Task:
This task calls for copying every line in the data below that contains the word "jacket".

Exercise data START

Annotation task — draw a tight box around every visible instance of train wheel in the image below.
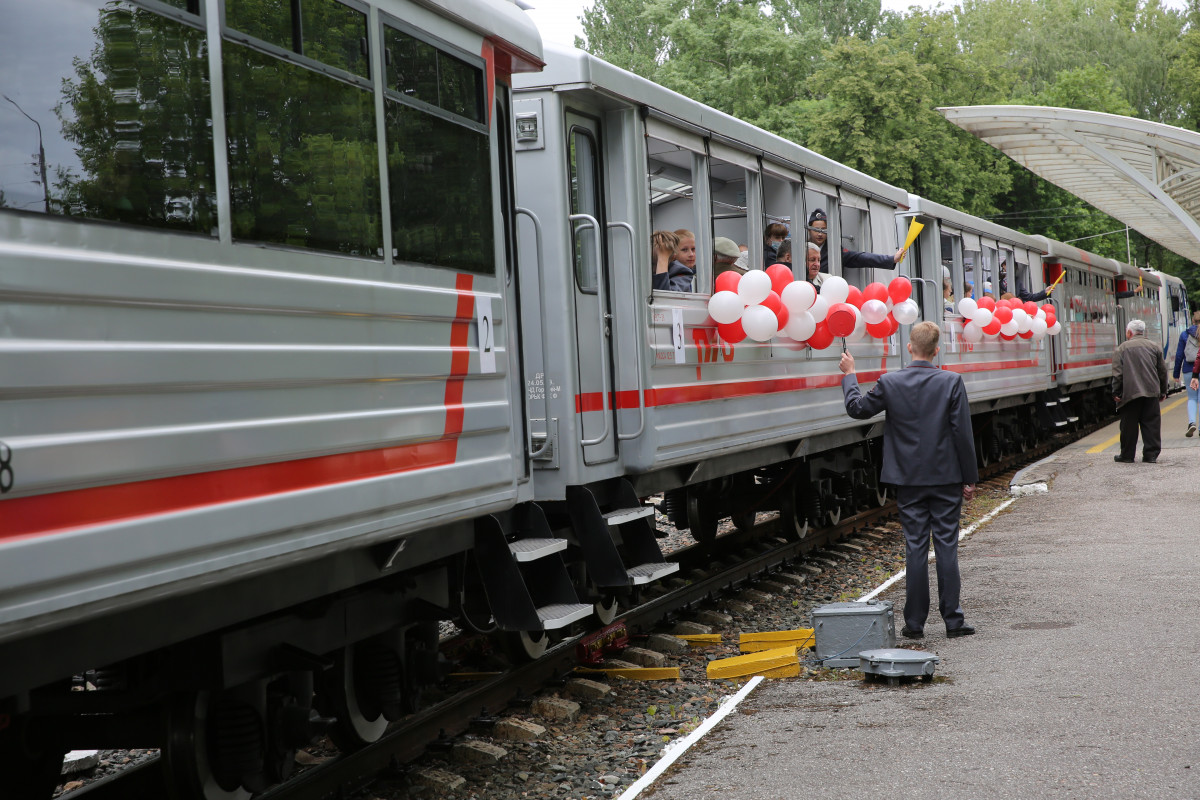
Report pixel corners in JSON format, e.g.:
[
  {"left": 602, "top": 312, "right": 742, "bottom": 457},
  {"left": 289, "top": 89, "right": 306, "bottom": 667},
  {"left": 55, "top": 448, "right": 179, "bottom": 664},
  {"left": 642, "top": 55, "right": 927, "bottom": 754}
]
[
  {"left": 163, "top": 691, "right": 256, "bottom": 800},
  {"left": 779, "top": 486, "right": 809, "bottom": 540},
  {"left": 825, "top": 504, "right": 842, "bottom": 527},
  {"left": 730, "top": 508, "right": 756, "bottom": 534},
  {"left": 318, "top": 643, "right": 394, "bottom": 754},
  {"left": 686, "top": 488, "right": 718, "bottom": 543},
  {"left": 875, "top": 485, "right": 889, "bottom": 507},
  {"left": 0, "top": 716, "right": 65, "bottom": 800},
  {"left": 593, "top": 593, "right": 620, "bottom": 625},
  {"left": 503, "top": 630, "right": 550, "bottom": 662}
]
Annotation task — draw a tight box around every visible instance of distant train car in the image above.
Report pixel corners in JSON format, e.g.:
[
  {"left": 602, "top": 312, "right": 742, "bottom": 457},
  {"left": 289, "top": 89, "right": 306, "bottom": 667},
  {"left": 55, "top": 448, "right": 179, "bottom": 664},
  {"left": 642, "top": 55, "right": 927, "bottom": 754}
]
[
  {"left": 512, "top": 44, "right": 911, "bottom": 537},
  {"left": 1145, "top": 269, "right": 1193, "bottom": 387},
  {"left": 901, "top": 195, "right": 1054, "bottom": 458},
  {"left": 0, "top": 1, "right": 556, "bottom": 796}
]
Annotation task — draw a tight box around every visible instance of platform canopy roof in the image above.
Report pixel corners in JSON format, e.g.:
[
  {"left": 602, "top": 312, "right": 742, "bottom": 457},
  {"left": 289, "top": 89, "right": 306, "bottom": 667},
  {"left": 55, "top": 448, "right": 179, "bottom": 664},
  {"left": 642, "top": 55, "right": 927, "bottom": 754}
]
[{"left": 938, "top": 106, "right": 1200, "bottom": 265}]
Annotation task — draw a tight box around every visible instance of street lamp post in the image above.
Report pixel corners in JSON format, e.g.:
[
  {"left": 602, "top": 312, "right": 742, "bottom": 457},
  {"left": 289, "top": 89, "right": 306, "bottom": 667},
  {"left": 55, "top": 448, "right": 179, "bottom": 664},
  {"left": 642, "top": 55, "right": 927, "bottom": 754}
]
[{"left": 2, "top": 93, "right": 50, "bottom": 214}]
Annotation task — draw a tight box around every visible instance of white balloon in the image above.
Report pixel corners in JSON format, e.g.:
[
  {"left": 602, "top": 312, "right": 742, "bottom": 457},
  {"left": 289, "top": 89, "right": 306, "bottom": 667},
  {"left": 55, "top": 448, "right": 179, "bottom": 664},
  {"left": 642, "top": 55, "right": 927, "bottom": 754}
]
[
  {"left": 742, "top": 304, "right": 778, "bottom": 342},
  {"left": 737, "top": 269, "right": 772, "bottom": 306},
  {"left": 1014, "top": 310, "right": 1032, "bottom": 334},
  {"left": 971, "top": 308, "right": 993, "bottom": 328},
  {"left": 861, "top": 298, "right": 888, "bottom": 325},
  {"left": 819, "top": 275, "right": 849, "bottom": 305},
  {"left": 707, "top": 290, "right": 743, "bottom": 325},
  {"left": 892, "top": 299, "right": 920, "bottom": 325},
  {"left": 1030, "top": 318, "right": 1048, "bottom": 336},
  {"left": 846, "top": 313, "right": 868, "bottom": 342},
  {"left": 781, "top": 280, "right": 817, "bottom": 314},
  {"left": 962, "top": 321, "right": 983, "bottom": 343},
  {"left": 1047, "top": 320, "right": 1062, "bottom": 335},
  {"left": 1000, "top": 320, "right": 1018, "bottom": 336},
  {"left": 810, "top": 295, "right": 830, "bottom": 322},
  {"left": 784, "top": 310, "right": 816, "bottom": 341},
  {"left": 958, "top": 298, "right": 978, "bottom": 319},
  {"left": 1035, "top": 308, "right": 1047, "bottom": 321}
]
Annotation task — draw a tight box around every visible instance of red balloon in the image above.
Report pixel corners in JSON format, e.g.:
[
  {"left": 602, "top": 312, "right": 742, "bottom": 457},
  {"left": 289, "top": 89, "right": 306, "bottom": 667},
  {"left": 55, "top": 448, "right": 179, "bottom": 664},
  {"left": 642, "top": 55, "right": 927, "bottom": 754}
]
[
  {"left": 982, "top": 318, "right": 1002, "bottom": 335},
  {"left": 765, "top": 264, "right": 794, "bottom": 297},
  {"left": 999, "top": 332, "right": 1016, "bottom": 341},
  {"left": 888, "top": 276, "right": 912, "bottom": 304},
  {"left": 715, "top": 270, "right": 741, "bottom": 295},
  {"left": 998, "top": 297, "right": 1015, "bottom": 309},
  {"left": 886, "top": 313, "right": 900, "bottom": 335},
  {"left": 761, "top": 291, "right": 789, "bottom": 329},
  {"left": 1044, "top": 312, "right": 1057, "bottom": 328},
  {"left": 717, "top": 319, "right": 746, "bottom": 343},
  {"left": 1040, "top": 303, "right": 1055, "bottom": 317},
  {"left": 1018, "top": 329, "right": 1034, "bottom": 339},
  {"left": 845, "top": 285, "right": 864, "bottom": 308},
  {"left": 863, "top": 282, "right": 889, "bottom": 304},
  {"left": 977, "top": 296, "right": 996, "bottom": 312},
  {"left": 866, "top": 319, "right": 891, "bottom": 338},
  {"left": 826, "top": 302, "right": 858, "bottom": 337},
  {"left": 993, "top": 305, "right": 1013, "bottom": 324},
  {"left": 807, "top": 321, "right": 834, "bottom": 350},
  {"left": 1022, "top": 301, "right": 1038, "bottom": 316}
]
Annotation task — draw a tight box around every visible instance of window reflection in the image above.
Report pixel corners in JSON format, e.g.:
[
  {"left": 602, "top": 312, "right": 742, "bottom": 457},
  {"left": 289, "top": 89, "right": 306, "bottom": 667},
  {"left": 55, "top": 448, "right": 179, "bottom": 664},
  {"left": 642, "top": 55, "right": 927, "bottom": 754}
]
[
  {"left": 0, "top": 0, "right": 215, "bottom": 233},
  {"left": 224, "top": 40, "right": 381, "bottom": 255},
  {"left": 385, "top": 25, "right": 482, "bottom": 123}
]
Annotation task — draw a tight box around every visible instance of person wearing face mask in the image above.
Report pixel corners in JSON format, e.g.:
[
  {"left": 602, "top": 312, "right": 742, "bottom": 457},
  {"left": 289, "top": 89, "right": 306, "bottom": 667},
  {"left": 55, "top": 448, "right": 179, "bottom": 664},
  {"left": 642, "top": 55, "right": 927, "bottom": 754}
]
[
  {"left": 763, "top": 223, "right": 788, "bottom": 267},
  {"left": 807, "top": 208, "right": 905, "bottom": 273}
]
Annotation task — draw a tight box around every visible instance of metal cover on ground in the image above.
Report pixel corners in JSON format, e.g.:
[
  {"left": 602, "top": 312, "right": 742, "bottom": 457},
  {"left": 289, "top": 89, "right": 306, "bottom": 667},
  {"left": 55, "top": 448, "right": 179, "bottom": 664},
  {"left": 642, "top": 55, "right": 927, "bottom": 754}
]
[
  {"left": 858, "top": 648, "right": 939, "bottom": 680},
  {"left": 811, "top": 600, "right": 895, "bottom": 667}
]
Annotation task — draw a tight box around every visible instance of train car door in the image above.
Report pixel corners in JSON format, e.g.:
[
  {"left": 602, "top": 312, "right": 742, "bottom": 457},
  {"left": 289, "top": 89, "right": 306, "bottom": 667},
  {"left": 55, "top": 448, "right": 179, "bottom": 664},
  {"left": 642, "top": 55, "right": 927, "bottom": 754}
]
[{"left": 566, "top": 112, "right": 618, "bottom": 465}]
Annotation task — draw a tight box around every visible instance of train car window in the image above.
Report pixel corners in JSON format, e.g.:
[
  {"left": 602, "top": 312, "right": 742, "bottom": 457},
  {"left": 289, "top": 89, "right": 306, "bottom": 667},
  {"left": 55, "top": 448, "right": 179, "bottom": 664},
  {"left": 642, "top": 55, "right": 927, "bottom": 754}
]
[
  {"left": 227, "top": 0, "right": 370, "bottom": 81},
  {"left": 999, "top": 248, "right": 1014, "bottom": 295},
  {"left": 981, "top": 245, "right": 997, "bottom": 299},
  {"left": 941, "top": 232, "right": 962, "bottom": 316},
  {"left": 0, "top": 0, "right": 216, "bottom": 233},
  {"left": 838, "top": 203, "right": 870, "bottom": 289},
  {"left": 804, "top": 187, "right": 835, "bottom": 275},
  {"left": 647, "top": 136, "right": 698, "bottom": 289},
  {"left": 380, "top": 23, "right": 491, "bottom": 272},
  {"left": 1014, "top": 261, "right": 1032, "bottom": 300},
  {"left": 385, "top": 26, "right": 482, "bottom": 123},
  {"left": 708, "top": 154, "right": 749, "bottom": 285},
  {"left": 568, "top": 128, "right": 602, "bottom": 293},
  {"left": 762, "top": 172, "right": 796, "bottom": 276},
  {"left": 963, "top": 249, "right": 981, "bottom": 301},
  {"left": 225, "top": 40, "right": 381, "bottom": 256}
]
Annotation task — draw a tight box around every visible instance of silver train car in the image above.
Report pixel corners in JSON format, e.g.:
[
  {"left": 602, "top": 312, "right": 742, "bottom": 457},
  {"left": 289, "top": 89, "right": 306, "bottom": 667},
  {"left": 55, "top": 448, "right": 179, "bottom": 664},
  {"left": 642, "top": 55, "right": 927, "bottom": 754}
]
[{"left": 0, "top": 1, "right": 566, "bottom": 797}]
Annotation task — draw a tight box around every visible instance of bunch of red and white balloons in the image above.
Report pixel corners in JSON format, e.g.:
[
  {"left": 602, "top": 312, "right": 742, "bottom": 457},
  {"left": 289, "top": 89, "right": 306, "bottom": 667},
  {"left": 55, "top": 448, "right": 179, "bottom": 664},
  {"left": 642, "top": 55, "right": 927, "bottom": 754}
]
[
  {"left": 706, "top": 265, "right": 920, "bottom": 349},
  {"left": 956, "top": 296, "right": 1060, "bottom": 343}
]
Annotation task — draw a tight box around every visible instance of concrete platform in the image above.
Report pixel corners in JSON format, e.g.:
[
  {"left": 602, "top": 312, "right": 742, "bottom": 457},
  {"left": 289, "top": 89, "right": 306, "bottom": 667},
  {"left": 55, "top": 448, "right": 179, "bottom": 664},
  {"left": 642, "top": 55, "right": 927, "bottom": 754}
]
[{"left": 647, "top": 399, "right": 1198, "bottom": 800}]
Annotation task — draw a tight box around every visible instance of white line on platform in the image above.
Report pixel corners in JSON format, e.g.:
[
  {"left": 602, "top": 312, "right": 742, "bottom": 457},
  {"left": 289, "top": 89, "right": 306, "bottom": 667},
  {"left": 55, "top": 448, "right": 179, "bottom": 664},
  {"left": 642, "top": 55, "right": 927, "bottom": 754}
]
[
  {"left": 615, "top": 676, "right": 764, "bottom": 800},
  {"left": 857, "top": 497, "right": 1016, "bottom": 603}
]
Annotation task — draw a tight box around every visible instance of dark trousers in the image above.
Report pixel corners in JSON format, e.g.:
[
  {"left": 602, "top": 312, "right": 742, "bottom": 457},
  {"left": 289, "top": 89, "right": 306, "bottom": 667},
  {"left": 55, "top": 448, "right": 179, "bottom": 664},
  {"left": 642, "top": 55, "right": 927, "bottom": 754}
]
[
  {"left": 1119, "top": 396, "right": 1161, "bottom": 462},
  {"left": 896, "top": 483, "right": 966, "bottom": 633}
]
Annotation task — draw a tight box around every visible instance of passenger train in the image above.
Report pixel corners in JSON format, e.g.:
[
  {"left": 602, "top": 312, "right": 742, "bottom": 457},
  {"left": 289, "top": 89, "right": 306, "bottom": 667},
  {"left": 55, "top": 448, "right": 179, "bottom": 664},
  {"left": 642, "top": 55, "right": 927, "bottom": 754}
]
[{"left": 0, "top": 2, "right": 1188, "bottom": 798}]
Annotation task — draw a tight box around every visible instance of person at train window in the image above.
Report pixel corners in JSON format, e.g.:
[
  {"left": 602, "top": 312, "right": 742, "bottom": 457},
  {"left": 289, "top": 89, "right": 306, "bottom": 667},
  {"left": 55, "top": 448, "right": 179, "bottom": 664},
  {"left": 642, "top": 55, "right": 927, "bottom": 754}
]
[
  {"left": 713, "top": 236, "right": 746, "bottom": 278},
  {"left": 1112, "top": 319, "right": 1168, "bottom": 464},
  {"left": 774, "top": 238, "right": 792, "bottom": 266},
  {"left": 806, "top": 208, "right": 904, "bottom": 273},
  {"left": 839, "top": 321, "right": 978, "bottom": 639},
  {"left": 805, "top": 243, "right": 823, "bottom": 287},
  {"left": 651, "top": 229, "right": 692, "bottom": 292},
  {"left": 763, "top": 222, "right": 789, "bottom": 267},
  {"left": 1173, "top": 310, "right": 1200, "bottom": 437},
  {"left": 943, "top": 278, "right": 955, "bottom": 314},
  {"left": 998, "top": 260, "right": 1009, "bottom": 294}
]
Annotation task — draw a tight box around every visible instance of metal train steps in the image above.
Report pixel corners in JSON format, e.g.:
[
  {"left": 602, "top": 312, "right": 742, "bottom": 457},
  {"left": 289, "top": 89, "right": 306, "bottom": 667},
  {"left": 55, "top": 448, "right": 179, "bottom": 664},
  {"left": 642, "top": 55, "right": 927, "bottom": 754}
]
[
  {"left": 565, "top": 479, "right": 678, "bottom": 590},
  {"left": 603, "top": 506, "right": 655, "bottom": 526},
  {"left": 536, "top": 602, "right": 594, "bottom": 627},
  {"left": 508, "top": 538, "right": 569, "bottom": 562},
  {"left": 626, "top": 562, "right": 680, "bottom": 585}
]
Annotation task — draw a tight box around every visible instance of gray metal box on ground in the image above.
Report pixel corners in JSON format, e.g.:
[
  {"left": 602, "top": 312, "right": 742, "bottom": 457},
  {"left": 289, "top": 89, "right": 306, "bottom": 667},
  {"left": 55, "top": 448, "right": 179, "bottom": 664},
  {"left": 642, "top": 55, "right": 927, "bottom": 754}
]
[{"left": 811, "top": 600, "right": 896, "bottom": 667}]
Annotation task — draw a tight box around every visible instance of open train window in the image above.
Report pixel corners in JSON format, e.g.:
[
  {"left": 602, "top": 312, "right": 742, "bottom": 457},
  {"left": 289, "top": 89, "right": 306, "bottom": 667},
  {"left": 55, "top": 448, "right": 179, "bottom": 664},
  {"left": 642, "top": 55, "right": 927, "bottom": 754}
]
[
  {"left": 762, "top": 168, "right": 801, "bottom": 280},
  {"left": 708, "top": 146, "right": 752, "bottom": 291},
  {"left": 646, "top": 135, "right": 699, "bottom": 293},
  {"left": 839, "top": 202, "right": 870, "bottom": 289},
  {"left": 804, "top": 187, "right": 835, "bottom": 276},
  {"left": 0, "top": 0, "right": 216, "bottom": 233},
  {"left": 941, "top": 232, "right": 962, "bottom": 317}
]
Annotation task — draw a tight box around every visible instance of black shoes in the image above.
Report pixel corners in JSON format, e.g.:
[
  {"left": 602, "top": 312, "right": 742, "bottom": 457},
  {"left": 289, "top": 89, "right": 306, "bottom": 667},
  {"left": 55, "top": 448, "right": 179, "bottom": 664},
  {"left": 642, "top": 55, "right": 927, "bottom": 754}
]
[
  {"left": 900, "top": 626, "right": 924, "bottom": 639},
  {"left": 1144, "top": 458, "right": 1157, "bottom": 463},
  {"left": 1113, "top": 456, "right": 1134, "bottom": 463},
  {"left": 946, "top": 625, "right": 976, "bottom": 638},
  {"left": 1187, "top": 423, "right": 1196, "bottom": 438}
]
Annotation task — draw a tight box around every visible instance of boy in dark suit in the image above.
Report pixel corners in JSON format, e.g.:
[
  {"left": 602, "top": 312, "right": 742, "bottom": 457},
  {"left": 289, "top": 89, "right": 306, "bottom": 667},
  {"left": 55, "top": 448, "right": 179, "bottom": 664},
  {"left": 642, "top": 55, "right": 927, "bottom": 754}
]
[{"left": 839, "top": 322, "right": 978, "bottom": 639}]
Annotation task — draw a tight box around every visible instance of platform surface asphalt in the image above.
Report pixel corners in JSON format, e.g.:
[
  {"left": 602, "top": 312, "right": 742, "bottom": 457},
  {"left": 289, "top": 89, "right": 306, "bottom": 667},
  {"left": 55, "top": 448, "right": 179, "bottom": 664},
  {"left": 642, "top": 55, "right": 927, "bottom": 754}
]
[{"left": 648, "top": 398, "right": 1198, "bottom": 800}]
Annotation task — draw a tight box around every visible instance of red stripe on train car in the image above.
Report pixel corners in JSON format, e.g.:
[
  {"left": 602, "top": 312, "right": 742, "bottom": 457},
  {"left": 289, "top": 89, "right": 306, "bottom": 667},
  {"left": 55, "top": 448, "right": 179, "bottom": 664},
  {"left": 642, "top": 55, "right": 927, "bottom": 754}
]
[
  {"left": 573, "top": 370, "right": 886, "bottom": 412},
  {"left": 3, "top": 274, "right": 481, "bottom": 541},
  {"left": 942, "top": 359, "right": 1039, "bottom": 373},
  {"left": 0, "top": 438, "right": 459, "bottom": 543},
  {"left": 1061, "top": 358, "right": 1112, "bottom": 369}
]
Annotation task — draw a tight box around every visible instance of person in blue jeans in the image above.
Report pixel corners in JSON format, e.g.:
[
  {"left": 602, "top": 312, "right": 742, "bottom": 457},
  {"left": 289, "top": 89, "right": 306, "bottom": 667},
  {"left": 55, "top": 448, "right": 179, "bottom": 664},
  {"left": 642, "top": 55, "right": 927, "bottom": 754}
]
[{"left": 1173, "top": 310, "right": 1200, "bottom": 437}]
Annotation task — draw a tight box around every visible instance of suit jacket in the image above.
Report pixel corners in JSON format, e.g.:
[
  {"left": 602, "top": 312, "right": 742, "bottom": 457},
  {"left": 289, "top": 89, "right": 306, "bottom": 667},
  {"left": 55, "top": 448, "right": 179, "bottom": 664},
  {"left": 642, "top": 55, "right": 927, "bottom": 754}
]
[{"left": 842, "top": 361, "right": 978, "bottom": 487}]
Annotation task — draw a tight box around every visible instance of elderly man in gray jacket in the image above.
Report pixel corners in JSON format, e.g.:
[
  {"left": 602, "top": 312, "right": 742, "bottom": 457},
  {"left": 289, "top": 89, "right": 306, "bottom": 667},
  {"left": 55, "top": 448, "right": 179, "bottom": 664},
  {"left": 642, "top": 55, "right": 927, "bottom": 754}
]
[
  {"left": 1113, "top": 319, "right": 1168, "bottom": 463},
  {"left": 840, "top": 322, "right": 978, "bottom": 639}
]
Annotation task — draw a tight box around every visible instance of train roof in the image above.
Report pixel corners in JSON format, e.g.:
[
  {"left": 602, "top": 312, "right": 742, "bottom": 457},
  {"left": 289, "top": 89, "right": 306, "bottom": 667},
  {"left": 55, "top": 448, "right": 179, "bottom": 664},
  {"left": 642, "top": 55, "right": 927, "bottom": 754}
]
[
  {"left": 905, "top": 194, "right": 1045, "bottom": 252},
  {"left": 515, "top": 44, "right": 910, "bottom": 207},
  {"left": 417, "top": 0, "right": 543, "bottom": 72}
]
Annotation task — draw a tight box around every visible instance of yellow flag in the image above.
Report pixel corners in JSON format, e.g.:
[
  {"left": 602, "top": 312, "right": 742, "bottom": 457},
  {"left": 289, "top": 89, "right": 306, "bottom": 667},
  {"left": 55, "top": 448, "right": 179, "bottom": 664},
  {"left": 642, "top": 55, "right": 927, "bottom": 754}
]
[{"left": 903, "top": 219, "right": 925, "bottom": 251}]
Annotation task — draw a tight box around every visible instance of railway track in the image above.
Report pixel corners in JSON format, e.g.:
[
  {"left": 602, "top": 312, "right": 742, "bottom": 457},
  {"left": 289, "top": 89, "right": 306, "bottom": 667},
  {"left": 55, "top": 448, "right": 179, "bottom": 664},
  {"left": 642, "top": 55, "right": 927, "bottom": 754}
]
[{"left": 60, "top": 419, "right": 1099, "bottom": 800}]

Exercise data END

Exercise solution:
Annotation task — draw a tight box around every visible instance of suit jacket in the image above.
Annotation task — draw a tight box around every visible instance of elderly man in gray jacket in the image above.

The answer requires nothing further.